▶ **Prompt**: Render every line of the material below as a numbered list, skipping blank lines and leaving out the pictures.

▶ **Stored data entries**:

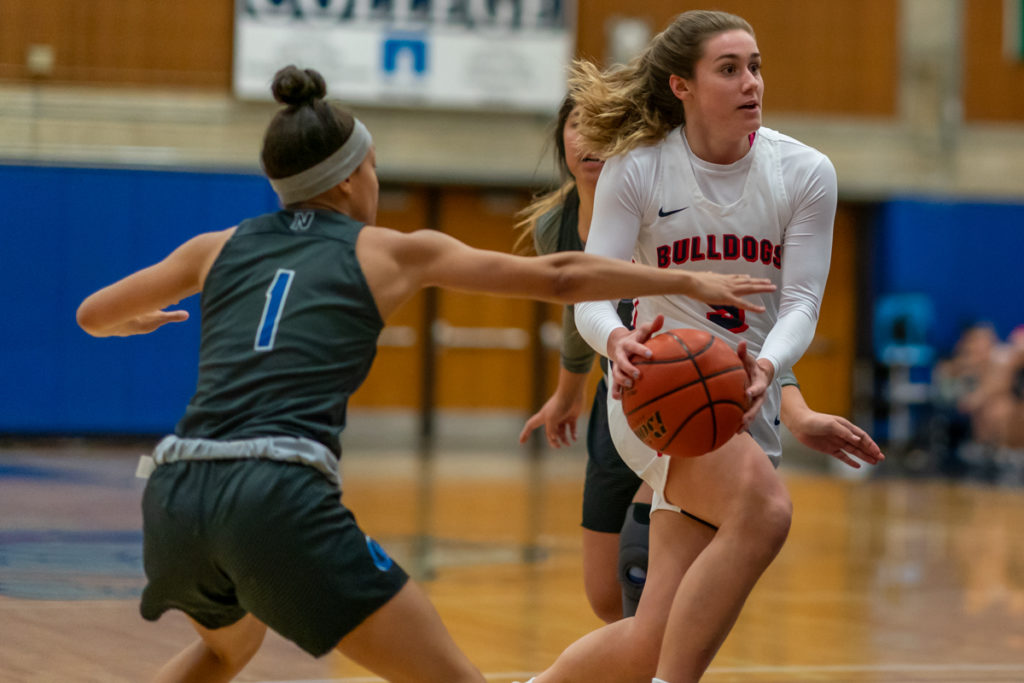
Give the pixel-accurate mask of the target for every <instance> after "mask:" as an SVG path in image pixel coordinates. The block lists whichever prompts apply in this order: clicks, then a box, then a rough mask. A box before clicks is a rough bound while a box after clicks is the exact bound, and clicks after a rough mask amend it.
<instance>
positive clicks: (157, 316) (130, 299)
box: [76, 228, 234, 337]
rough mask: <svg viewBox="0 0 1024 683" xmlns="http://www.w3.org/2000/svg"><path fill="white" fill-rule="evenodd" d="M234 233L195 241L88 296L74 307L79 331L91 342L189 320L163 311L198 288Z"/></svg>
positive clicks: (223, 232)
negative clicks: (76, 305) (75, 306)
mask: <svg viewBox="0 0 1024 683" xmlns="http://www.w3.org/2000/svg"><path fill="white" fill-rule="evenodd" d="M233 231H234V228H230V229H227V230H222V231H220V232H206V233H204V234H200V236H197V237H195V238H193V239H191V240H189V241H188V242H186V243H184V244H183V245H181V246H180V247H178V248H177V249H175V250H174V251H173V252H171V254H170V255H168V256H167V258H165V259H164V260H162V261H161V262H159V263H156V264H154V265H151V266H148V267H146V268H142V269H141V270H138V271H136V272H133V273H132V274H130V275H128V276H127V278H124V279H122V280H119V281H118V282H116V283H114V284H113V285H110V286H108V287H104V288H103V289H101V290H99V291H98V292H95V293H94V294H91V295H89V296H88V297H87V298H86V299H85V301H83V302H82V304H81V305H80V306H79V307H78V313H77V316H76V317H77V321H78V324H79V326H80V327H81V328H82V329H83V330H85V331H86V332H87V333H89V334H90V335H92V336H93V337H113V336H119V337H124V336H128V335H138V334H146V333H150V332H153V331H154V330H156V329H158V328H160V327H162V326H164V325H167V324H168V323H180V322H182V321H186V319H188V313H187V312H185V311H183V310H164V309H165V308H167V307H168V306H172V305H174V304H176V303H178V302H179V301H181V300H182V299H184V298H187V297H189V296H191V295H193V294H198V293H199V292H200V291H201V290H202V289H203V282H204V280H205V279H206V273H207V272H208V271H209V269H210V265H211V264H212V263H213V259H214V258H216V256H217V254H219V253H220V249H221V247H223V245H224V243H225V242H226V241H227V238H229V237H230V236H231V233H232V232H233Z"/></svg>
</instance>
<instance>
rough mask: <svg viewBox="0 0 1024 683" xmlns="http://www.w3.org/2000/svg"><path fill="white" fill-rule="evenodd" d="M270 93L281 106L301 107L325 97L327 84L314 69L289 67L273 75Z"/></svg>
mask: <svg viewBox="0 0 1024 683" xmlns="http://www.w3.org/2000/svg"><path fill="white" fill-rule="evenodd" d="M270 92H272V93H273V98H274V99H276V100H278V101H279V102H281V103H282V104H289V105H291V106H301V105H302V104H309V103H311V102H312V101H313V100H316V99H321V98H323V97H324V96H325V95H327V83H326V82H325V81H324V77H323V76H321V74H319V72H317V71H316V70H314V69H299V68H298V67H296V66H295V65H289V66H288V67H285V68H284V69H282V70H281V71H279V72H278V73H276V74H274V76H273V85H271V86H270Z"/></svg>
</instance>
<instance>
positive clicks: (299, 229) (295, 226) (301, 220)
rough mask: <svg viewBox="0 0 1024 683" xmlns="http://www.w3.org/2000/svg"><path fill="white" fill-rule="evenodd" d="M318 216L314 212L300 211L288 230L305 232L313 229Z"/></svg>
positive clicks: (293, 219) (289, 225) (311, 211)
mask: <svg viewBox="0 0 1024 683" xmlns="http://www.w3.org/2000/svg"><path fill="white" fill-rule="evenodd" d="M315 217H316V214H315V213H313V212H312V211H299V212H298V213H296V214H295V218H293V219H292V224H291V225H289V226H288V228H289V229H290V230H292V231H294V232H304V231H306V230H308V229H309V228H310V227H312V224H313V219H314V218H315Z"/></svg>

▶ **Task answer**:
1. Give the pixel-accurate mask of the target for every <instance> after "mask:" as an SVG path in image pixel coordinates. The block lists whichever prompts apply in this order: clicks, then a box, then a rough mask. A box before clicks is a rough bound while a box after clicks is the exact bound, and clicks after a rough mask amend it.
2. <instance>
3. positive clicks: (157, 316) (130, 299)
4. box: [76, 228, 234, 337]
5. rough mask: <svg viewBox="0 0 1024 683" xmlns="http://www.w3.org/2000/svg"><path fill="white" fill-rule="evenodd" d="M234 233L195 241L88 296L74 307L79 331L91 342L189 320L163 311L198 288Z"/></svg>
6. positive clicks: (223, 232)
7. negative clicks: (76, 305) (75, 306)
8. mask: <svg viewBox="0 0 1024 683" xmlns="http://www.w3.org/2000/svg"><path fill="white" fill-rule="evenodd" d="M233 231H234V228H230V229H227V230H222V231H220V232H206V233H204V234H200V236H197V237H195V238H193V239H191V240H189V241H188V242H186V243H184V244H183V245H181V246H180V247H178V248H177V249H175V250H174V251H173V252H171V254H170V255H168V256H167V258H165V259H164V260H162V261H161V262H159V263H156V264H154V265H151V266H148V267H146V268H142V269H141V270H138V271H136V272H133V273H132V274H130V275H128V276H127V278H124V279H122V280H119V281H118V282H116V283H114V284H113V285H110V286H108V287H104V288H103V289H101V290H99V291H98V292H95V293H94V294H91V295H89V296H88V297H87V298H86V299H85V301H83V302H82V304H81V305H80V306H79V307H78V313H77V316H76V317H77V321H78V324H79V326H80V327H81V328H82V329H83V330H85V331H86V332H87V333H89V334H90V335H92V336H93V337H113V336H119V337H124V336H128V335H138V334H146V333H150V332H153V331H154V330H156V329H158V328H160V327H162V326H164V325H167V324H168V323H180V322H182V321H186V319H188V313H187V312H185V311H183V310H164V309H165V308H167V307H168V306H172V305H174V304H176V303H178V302H179V301H181V300H182V299H184V298H187V297H189V296H191V295H193V294H198V293H199V292H200V291H201V290H202V289H203V282H204V280H205V279H206V273H207V272H208V271H209V269H210V265H211V264H212V263H213V259H214V258H216V256H217V254H219V253H220V249H221V247H223V245H224V243H225V242H226V241H227V238H229V237H230V236H231V233H232V232H233Z"/></svg>
9. </instance>
10. <instance>
11. rough mask: <svg viewBox="0 0 1024 683" xmlns="http://www.w3.org/2000/svg"><path fill="white" fill-rule="evenodd" d="M270 93L281 106L301 107L325 97L327 84L314 69L289 67L273 75Z"/></svg>
12. mask: <svg viewBox="0 0 1024 683" xmlns="http://www.w3.org/2000/svg"><path fill="white" fill-rule="evenodd" d="M270 92H272V93H273V98H274V99H276V100H278V101H279V102H281V103H282V104H289V105H291V106H301V105H302V104H309V103H311V102H312V101H313V100H316V99H321V98H323V97H324V96H325V95H327V83H326V82H325V81H324V77H323V76H321V74H319V72H317V71H316V70H314V69H299V68H298V67H296V66H295V65H289V66H288V67H285V68H284V69H282V70H281V71H279V72H278V73H276V74H274V76H273V85H271V86H270Z"/></svg>
13. </instance>
14. <instance>
15. positive clicks: (299, 229) (295, 226) (301, 220)
16. rough mask: <svg viewBox="0 0 1024 683" xmlns="http://www.w3.org/2000/svg"><path fill="white" fill-rule="evenodd" d="M318 216L314 212L300 211L288 230L305 232L313 229Z"/></svg>
17. positive clicks: (293, 219) (289, 225) (311, 211)
18. mask: <svg viewBox="0 0 1024 683" xmlns="http://www.w3.org/2000/svg"><path fill="white" fill-rule="evenodd" d="M315 217H316V214H315V213H313V212H312V211H299V212H298V213H296V214H295V218H293V219H292V224H291V225H289V226H288V228H289V229H290V230H292V231H294V232H304V231H306V230H308V229H309V228H310V227H312V224H313V219H314V218H315Z"/></svg>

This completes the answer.